Extrait source =>
◆ ◆ ◆ ◆ ◆

Les principaux instruments de cette politique sont donc les «fonds structurels et d’investissement» dont le montant global atteint plus de 30% du budget communautaire et qui comprennent cinq entités:
– le FEDER (Fonds européen de développement régional), le plus important avec une dotation de 314 milliards d’euros pour la période 2014-2020. Il poursuit 4 objectifs prioritaires rappelés dans la stratégie Europe 2020 ou stratégie pour la croissance: renforcer la recherche et l’innovation, fortifier les PME, soutenir le développement d’une économie circulaire, améliorer le cadre de vie des quartiers et des populations défavorisées.
– le FSE (fonds social européen), le plus ancien puisque créé en 1957, avec 80 milliards jusqu’en 2020. Il finance l’emploi, la formation, la lutte contre l’exclusion sociale et vise à réduire la pauvreté. L’objectif fixé pour la fin de la décennie consiste à sortir 20 millions de personnes de la pauvreté et de l’exclusion sociale.
– Le FCS (fonds de cohésion sociale), créé en 1992 qui vise à promouvoir une croissance verte et un développement durable dans les régions dont le PIB est à moins de 90% de la moyenne européenne. La dotation est de 63,4 milliards d’ici 2020.
– le FEADER (fonds agricole pour le développement rural), destiné à promouvoir une agriculture plus efficace et plus verte (95 milliards).
– Le FEAMP (fonds pour les affaires maritimes et la pêche), le plus récent et le moins bien doté avec 5,79 milliards.

Ces sources de financement (que viennent du reste compléter d’autres fonds plus spécifiques notamment en matière de recherche, d’innovation, de transports ou de télécommunications) sont bien évidemment destinées aux seuls pays membres mais il est important de noter que les candidats et ceux qui ont vocation à l’être peuvent bénéficier de programmes dont la finalité est identique: préparer à leur accession ces pays situés sur le continent européen et les aider à combler leur retard dans le domaine économique et social. Entre 2007 et 2013, 11,7 milliards ont été consacrés à des actions liées à la préadhésion et à l’élargissement mais aussi 15,4 milliards à l’ «instrument européen de voisinage» qui vise le cercle plus large des pays européens restés en dehors de l’élargissement: Russie, Ukraine, Moldavie, Etats du Caucase, ainsi que les pays dits «partenaires» situés sur le pourtour de la Méditerranée, du Maroc à la Turquie, et sont particulièrement liés à l’Europe par leur histoire et leur proximité géographique.

◆ ◆ ◆ ◆ ◆

Données enregistrées =>

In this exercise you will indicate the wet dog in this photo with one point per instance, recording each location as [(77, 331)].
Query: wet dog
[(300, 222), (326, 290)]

◆ ◆ ◆ ◆ ◆

Travail à réaliser => Reprenez le passage de l'extrait sur les fonds structurels européens qui va de "Les principaux instruments" jusqu'à "des populations défavorisées.", en y substituant "petites et moyennes entreprises" à "PME".

Résultat final =>
Les principaux instruments de cette politique sont donc les «fonds structurels et d’investissement» dont le montant global atteint plus de 30% du budget communautaire et qui comprennent cinq entités:
– le FEDER (Fonds européen de développement régional), le plus important avec une dotation de 314 milliards d’euros pour la période 2014-2020. Il poursuit 4 objectifs prioritaires rappelés dans la stratégie Europe 2020 ou stratégie pour la croissance: renforcer la recherche et l’innovation, fortifier les petites et moyennes entreprises, soutenir le développement d’une économie circulaire, améliorer le cadre de vie des quartiers et des populations défavorisées.